§ What is being asked
Copy exactly the lines of the records below, and only those lines, beginning with the line that contains "of the cabin" and ending with the line that contains "of the boat".

Dataset entries:

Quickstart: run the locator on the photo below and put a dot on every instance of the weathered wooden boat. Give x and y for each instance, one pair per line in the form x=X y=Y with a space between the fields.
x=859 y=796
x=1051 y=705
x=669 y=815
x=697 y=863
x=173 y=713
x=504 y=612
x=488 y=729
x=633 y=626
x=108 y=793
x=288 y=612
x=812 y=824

==

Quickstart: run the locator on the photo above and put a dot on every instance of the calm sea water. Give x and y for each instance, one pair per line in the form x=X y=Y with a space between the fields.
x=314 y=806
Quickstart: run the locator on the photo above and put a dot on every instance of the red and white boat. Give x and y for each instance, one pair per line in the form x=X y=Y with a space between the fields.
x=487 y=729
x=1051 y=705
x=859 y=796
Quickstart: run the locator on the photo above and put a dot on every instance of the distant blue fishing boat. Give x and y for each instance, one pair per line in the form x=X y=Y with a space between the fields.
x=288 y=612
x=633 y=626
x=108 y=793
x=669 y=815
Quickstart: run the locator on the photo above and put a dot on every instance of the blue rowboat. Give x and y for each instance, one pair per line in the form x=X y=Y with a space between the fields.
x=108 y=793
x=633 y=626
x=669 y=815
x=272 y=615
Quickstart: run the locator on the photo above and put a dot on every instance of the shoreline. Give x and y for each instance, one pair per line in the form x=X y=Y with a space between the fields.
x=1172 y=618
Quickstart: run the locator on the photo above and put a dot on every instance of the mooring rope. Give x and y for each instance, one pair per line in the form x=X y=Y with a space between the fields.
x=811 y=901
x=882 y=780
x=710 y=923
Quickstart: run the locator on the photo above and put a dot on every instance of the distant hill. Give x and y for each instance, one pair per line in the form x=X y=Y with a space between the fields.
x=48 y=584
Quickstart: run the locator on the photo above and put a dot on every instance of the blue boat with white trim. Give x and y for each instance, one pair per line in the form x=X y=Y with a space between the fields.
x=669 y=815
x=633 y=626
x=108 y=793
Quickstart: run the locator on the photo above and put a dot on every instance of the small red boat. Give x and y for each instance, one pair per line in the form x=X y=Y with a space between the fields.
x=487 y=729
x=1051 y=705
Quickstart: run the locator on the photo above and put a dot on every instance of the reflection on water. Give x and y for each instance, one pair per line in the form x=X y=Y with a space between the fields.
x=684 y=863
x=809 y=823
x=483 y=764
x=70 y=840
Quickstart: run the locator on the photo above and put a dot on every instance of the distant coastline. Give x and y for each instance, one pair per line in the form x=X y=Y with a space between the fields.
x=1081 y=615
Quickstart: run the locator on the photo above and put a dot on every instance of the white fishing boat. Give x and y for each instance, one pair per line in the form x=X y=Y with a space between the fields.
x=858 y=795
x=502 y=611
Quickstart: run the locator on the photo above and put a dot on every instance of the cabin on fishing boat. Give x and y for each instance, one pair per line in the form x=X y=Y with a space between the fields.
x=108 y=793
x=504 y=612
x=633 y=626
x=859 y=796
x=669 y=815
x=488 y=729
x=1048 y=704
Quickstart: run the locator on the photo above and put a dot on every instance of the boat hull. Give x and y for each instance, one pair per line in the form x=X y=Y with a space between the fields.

§ Exercise result
Quickstart: run the locator on the photo above and put a dot on every instance of the cabin on fishing boat. Give x and y for each instance, one pair per line in the form x=X y=Y with a space between the fields.
x=108 y=793
x=504 y=612
x=633 y=626
x=859 y=796
x=669 y=815
x=488 y=729
x=1048 y=704
Quickstart: run the locator on the photo above and put a dot on every instance of the boat hull. Give x and y for each instance, one pair per line in the form x=X y=Y with a space between the fields.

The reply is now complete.